Stored data:

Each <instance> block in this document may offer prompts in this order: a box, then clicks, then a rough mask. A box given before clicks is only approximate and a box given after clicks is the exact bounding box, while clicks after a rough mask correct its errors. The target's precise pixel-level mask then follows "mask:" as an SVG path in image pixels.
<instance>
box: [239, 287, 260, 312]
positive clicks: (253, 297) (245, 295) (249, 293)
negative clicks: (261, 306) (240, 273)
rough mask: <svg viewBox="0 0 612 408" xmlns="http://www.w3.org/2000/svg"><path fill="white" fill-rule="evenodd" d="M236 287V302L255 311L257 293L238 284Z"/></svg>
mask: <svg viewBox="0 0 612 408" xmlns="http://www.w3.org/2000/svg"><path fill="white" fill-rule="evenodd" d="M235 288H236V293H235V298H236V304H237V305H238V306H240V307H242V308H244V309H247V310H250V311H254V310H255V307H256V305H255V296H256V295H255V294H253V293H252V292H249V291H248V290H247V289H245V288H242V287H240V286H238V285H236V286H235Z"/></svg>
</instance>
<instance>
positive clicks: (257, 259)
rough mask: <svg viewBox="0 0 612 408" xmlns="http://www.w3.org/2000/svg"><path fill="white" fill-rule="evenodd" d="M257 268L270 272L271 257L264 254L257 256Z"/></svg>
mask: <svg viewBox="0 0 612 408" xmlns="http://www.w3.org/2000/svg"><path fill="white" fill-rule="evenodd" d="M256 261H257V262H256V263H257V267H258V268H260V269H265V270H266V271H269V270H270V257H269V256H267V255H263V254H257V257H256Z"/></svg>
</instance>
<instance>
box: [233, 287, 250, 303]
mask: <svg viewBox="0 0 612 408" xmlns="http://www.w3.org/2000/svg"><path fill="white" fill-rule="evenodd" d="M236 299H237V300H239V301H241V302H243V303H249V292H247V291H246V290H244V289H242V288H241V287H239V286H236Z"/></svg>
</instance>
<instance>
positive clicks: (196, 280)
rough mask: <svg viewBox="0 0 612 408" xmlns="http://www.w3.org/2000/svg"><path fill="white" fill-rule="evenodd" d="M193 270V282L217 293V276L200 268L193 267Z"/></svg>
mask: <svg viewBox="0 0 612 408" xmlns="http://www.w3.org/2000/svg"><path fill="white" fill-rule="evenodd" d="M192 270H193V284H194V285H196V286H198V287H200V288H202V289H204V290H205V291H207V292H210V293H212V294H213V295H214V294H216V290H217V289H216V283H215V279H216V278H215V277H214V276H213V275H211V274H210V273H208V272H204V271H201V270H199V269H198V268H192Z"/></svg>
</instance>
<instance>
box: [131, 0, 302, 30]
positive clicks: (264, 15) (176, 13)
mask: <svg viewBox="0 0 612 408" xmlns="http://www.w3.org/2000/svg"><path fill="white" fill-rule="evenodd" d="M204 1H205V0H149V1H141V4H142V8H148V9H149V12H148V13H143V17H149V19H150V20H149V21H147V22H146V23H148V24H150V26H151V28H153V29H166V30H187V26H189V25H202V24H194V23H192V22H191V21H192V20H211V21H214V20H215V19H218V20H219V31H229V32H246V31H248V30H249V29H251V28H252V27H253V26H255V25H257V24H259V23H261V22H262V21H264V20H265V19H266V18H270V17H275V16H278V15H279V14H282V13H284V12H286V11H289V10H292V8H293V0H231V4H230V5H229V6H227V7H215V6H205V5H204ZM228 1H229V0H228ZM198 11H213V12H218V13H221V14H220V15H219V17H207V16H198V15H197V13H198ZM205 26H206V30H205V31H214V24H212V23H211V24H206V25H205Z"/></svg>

Activity:
Could you reproduce every record above exactly as it appears?

Answer for the task:
Each <instance> block in this document may offer prompts in this order: a box, then clicks, then a rough mask. A box given before clicks is only approximate and a box given after clicks is the exact bounding box, while clicks after a rough mask correct its errors. The target's precise pixel-level mask then follows "mask:" as an SVG path in image pixels.
<instance>
box: [239, 287, 260, 312]
positive clicks: (253, 297) (245, 295) (249, 293)
negative clicks: (261, 306) (240, 273)
rough mask: <svg viewBox="0 0 612 408" xmlns="http://www.w3.org/2000/svg"><path fill="white" fill-rule="evenodd" d="M236 287V302L255 311L257 293L238 284Z"/></svg>
mask: <svg viewBox="0 0 612 408" xmlns="http://www.w3.org/2000/svg"><path fill="white" fill-rule="evenodd" d="M235 288H236V293H235V298H236V304H237V305H238V306H240V307H242V308H244V309H247V310H250V311H254V310H255V307H256V305H255V296H256V295H255V294H253V293H252V292H249V291H248V290H247V289H245V288H242V287H240V286H238V285H236V286H235Z"/></svg>
</instance>
<instance>
positive clicks: (257, 259)
rough mask: <svg viewBox="0 0 612 408" xmlns="http://www.w3.org/2000/svg"><path fill="white" fill-rule="evenodd" d="M257 268L270 272L271 257L264 254L257 256Z"/></svg>
mask: <svg viewBox="0 0 612 408" xmlns="http://www.w3.org/2000/svg"><path fill="white" fill-rule="evenodd" d="M256 261H257V262H256V263H257V267H258V268H260V269H265V270H266V271H269V270H270V257H269V256H267V255H263V254H257V257H256Z"/></svg>
</instance>
<instance>
box: [233, 287, 250, 303]
mask: <svg viewBox="0 0 612 408" xmlns="http://www.w3.org/2000/svg"><path fill="white" fill-rule="evenodd" d="M236 299H237V300H239V301H241V302H243V303H249V292H247V291H246V290H244V289H242V288H241V287H239V286H236Z"/></svg>
</instance>
<instance>
positive clicks: (196, 280)
rough mask: <svg viewBox="0 0 612 408" xmlns="http://www.w3.org/2000/svg"><path fill="white" fill-rule="evenodd" d="M193 270V282L217 293V276L200 268L193 267Z"/></svg>
mask: <svg viewBox="0 0 612 408" xmlns="http://www.w3.org/2000/svg"><path fill="white" fill-rule="evenodd" d="M192 270H193V284H194V285H196V286H198V287H200V288H202V289H204V290H205V291H207V292H210V293H212V294H213V295H214V294H216V290H217V289H216V283H215V279H216V278H215V277H214V276H213V275H211V274H210V273H208V272H204V271H201V270H199V269H198V268H192Z"/></svg>
</instance>
<instance>
box: [131, 0, 302, 30]
positive clicks: (264, 15) (176, 13)
mask: <svg viewBox="0 0 612 408" xmlns="http://www.w3.org/2000/svg"><path fill="white" fill-rule="evenodd" d="M204 1H205V0H149V1H141V4H142V8H148V9H149V12H148V13H143V17H149V19H150V20H149V21H147V22H146V23H148V24H150V26H151V28H153V29H166V30H187V26H189V25H202V24H194V23H192V22H191V21H192V20H211V21H214V20H215V19H218V20H219V31H229V32H246V31H248V30H249V29H251V28H252V27H253V26H255V25H257V24H259V23H261V22H262V21H264V20H265V19H266V18H270V17H275V16H278V15H279V14H282V13H284V12H286V11H289V10H292V8H293V0H231V4H230V5H229V6H227V7H215V6H205V5H204ZM228 1H229V0H228ZM198 11H213V12H218V13H221V14H220V15H219V17H207V16H198V15H197V13H198ZM205 26H206V30H205V31H214V24H212V23H211V24H206V25H205Z"/></svg>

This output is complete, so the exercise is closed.